> **RAW DATA**:
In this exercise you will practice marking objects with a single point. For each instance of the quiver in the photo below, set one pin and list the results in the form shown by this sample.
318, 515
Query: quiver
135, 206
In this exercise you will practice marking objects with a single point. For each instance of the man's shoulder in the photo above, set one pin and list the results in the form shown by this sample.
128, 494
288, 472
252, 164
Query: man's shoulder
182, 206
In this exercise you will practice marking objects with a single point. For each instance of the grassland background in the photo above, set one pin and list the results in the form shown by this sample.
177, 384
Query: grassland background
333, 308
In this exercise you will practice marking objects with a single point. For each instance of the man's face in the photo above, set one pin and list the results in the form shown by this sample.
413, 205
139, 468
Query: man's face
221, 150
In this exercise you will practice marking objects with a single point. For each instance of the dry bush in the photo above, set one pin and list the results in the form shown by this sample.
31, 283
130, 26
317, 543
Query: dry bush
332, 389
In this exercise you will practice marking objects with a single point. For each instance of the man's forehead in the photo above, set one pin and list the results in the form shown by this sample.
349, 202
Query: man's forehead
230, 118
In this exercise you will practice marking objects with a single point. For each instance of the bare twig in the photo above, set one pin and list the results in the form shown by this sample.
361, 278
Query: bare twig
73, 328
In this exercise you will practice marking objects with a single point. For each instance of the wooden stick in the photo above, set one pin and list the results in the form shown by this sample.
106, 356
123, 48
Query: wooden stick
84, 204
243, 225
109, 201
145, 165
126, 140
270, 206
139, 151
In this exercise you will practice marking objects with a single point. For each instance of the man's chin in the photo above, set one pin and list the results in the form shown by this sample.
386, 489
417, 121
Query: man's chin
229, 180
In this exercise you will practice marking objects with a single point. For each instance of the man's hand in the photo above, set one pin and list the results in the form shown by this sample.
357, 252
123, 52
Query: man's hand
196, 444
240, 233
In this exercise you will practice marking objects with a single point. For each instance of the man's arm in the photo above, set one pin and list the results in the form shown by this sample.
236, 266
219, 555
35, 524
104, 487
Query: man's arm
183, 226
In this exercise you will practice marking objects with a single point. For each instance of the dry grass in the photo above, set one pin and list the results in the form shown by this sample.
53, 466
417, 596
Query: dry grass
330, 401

> **STATED PROBLEM**: Reproduce all of the material above line for line, changing nothing and keeping the original order.

> **RESULT**:
In this exercise you will practice marking objects with a single point. For each instance of the quiver in the photo below, set one pin and list the results in the form shown by this sample.
318, 515
Query: quiver
135, 206
In this exercise you will practice marking objects with a single point. For each instance of the man's shoulder in the photo above, set one pin and list the results in the form shown by this sample.
128, 494
288, 472
252, 164
Query: man's shoulder
182, 206
In this exercise you will practice marking objects with a single point. For each instance of the grassland background in the photo above, set one pin and list the results in the form shown by this sample.
177, 384
Query: grassland background
333, 308
In this exercise you will practice marking objects with a single point. For each instance of the man's face in the photo above, set one pin and list the results in the form shown by this sample.
413, 205
139, 468
Query: man's face
221, 150
In this exercise you will practice marking objects with a single point. For each instance of the dry bush in the photo above, set one pin and list the results in the form shown by this sample.
31, 283
130, 26
317, 543
Query: dry bush
332, 389
In this exercise you will practice marking objects with a single point. For each instance of the man's forehead in the photo above, set one pin and list the results in the form shown by this sample.
349, 202
Query: man's forehead
230, 118
In this exercise you will practice marking objects with a single point. For each instance of the bare twig in the photo above, set one pin and list the results in the form shown by this sample.
361, 278
Query: bare twig
73, 328
In this exercise you will practice marking objects with a single point. For each instance of the wooden stick in the photo above, set one pin and list the results in the form shown by this sample.
106, 356
123, 48
Query: wooden stick
84, 204
243, 225
109, 201
145, 165
126, 140
270, 206
139, 151
In this exercise you will practice marking objects with a single point. For each instance of the man's chin in the photo above, set one pin and list the results in the form shown by this sample.
386, 489
417, 121
Query: man's chin
229, 180
In this exercise you will practice marking objects with a single point. For each instance of the man's hand in the photo above, set one pin and list the results in the form shown by this sample.
357, 252
123, 52
Query: man's hand
196, 444
240, 233
In this exercise you will practice marking objects with a single point. For each instance of the man's arm in the photo above, set one pin and list the results in the form shown by this sample.
236, 266
219, 555
35, 524
104, 487
Query: man's arm
183, 226
In this exercise you will practice marking objects with a single point. For each instance of the dry grass in the photo above, set one pin and list the results in the form shown by this sample.
53, 466
417, 596
Query: dry grass
330, 401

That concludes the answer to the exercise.